Records:

══════════

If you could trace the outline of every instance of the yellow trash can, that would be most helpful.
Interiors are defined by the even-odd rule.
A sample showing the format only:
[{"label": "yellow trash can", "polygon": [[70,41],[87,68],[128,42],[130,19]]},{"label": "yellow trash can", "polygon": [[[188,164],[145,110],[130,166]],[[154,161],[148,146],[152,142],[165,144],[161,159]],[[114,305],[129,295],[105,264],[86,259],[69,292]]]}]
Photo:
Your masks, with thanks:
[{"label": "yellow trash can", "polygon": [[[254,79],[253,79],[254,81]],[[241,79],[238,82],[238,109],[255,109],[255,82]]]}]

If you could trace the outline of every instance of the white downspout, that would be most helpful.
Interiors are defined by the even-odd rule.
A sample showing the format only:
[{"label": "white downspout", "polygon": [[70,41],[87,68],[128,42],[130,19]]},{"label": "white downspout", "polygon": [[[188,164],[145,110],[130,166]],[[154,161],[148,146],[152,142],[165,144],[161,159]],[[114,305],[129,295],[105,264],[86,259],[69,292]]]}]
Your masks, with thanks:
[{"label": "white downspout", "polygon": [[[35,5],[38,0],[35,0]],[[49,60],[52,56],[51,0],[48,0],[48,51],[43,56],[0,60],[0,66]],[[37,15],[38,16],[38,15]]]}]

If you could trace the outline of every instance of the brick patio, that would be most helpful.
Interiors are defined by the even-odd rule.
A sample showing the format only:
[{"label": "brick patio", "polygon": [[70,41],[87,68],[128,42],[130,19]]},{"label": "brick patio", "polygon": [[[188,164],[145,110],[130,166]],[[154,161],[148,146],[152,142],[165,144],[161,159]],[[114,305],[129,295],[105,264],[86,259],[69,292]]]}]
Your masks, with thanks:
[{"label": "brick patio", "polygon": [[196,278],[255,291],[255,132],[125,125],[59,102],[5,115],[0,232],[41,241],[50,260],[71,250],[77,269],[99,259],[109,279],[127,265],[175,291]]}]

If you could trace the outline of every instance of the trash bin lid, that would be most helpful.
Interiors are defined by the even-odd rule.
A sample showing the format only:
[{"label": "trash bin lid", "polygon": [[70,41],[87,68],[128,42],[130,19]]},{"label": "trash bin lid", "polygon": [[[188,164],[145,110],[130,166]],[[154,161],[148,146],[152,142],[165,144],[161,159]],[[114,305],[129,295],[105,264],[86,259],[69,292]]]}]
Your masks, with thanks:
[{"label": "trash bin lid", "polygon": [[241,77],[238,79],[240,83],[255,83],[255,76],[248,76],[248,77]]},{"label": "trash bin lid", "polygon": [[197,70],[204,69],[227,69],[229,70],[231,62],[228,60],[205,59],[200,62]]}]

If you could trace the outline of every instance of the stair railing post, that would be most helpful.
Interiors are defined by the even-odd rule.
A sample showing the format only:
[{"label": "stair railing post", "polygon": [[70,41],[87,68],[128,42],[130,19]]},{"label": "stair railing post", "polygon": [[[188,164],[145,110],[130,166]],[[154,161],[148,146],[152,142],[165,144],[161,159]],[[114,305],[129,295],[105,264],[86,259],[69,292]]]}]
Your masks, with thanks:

══════════

## PROBLEM DESCRIPTION
Report every line in the entries above that contains the string "could", copying each line in full.

## SOLUTION FOR THIS EXERCISE
If you could trace the outline of every instance of the yellow trash can, that would be most helpful.
If you could trace the outline of every instance of the white downspout, that would be most helpful.
If you could trace the outline of every instance of the brick patio, that would be most helpful.
If you could trace the outline of every instance of the trash bin lid, that would be most helpful.
If you could trace the outline of every instance of the stair railing post, that would be most helpful.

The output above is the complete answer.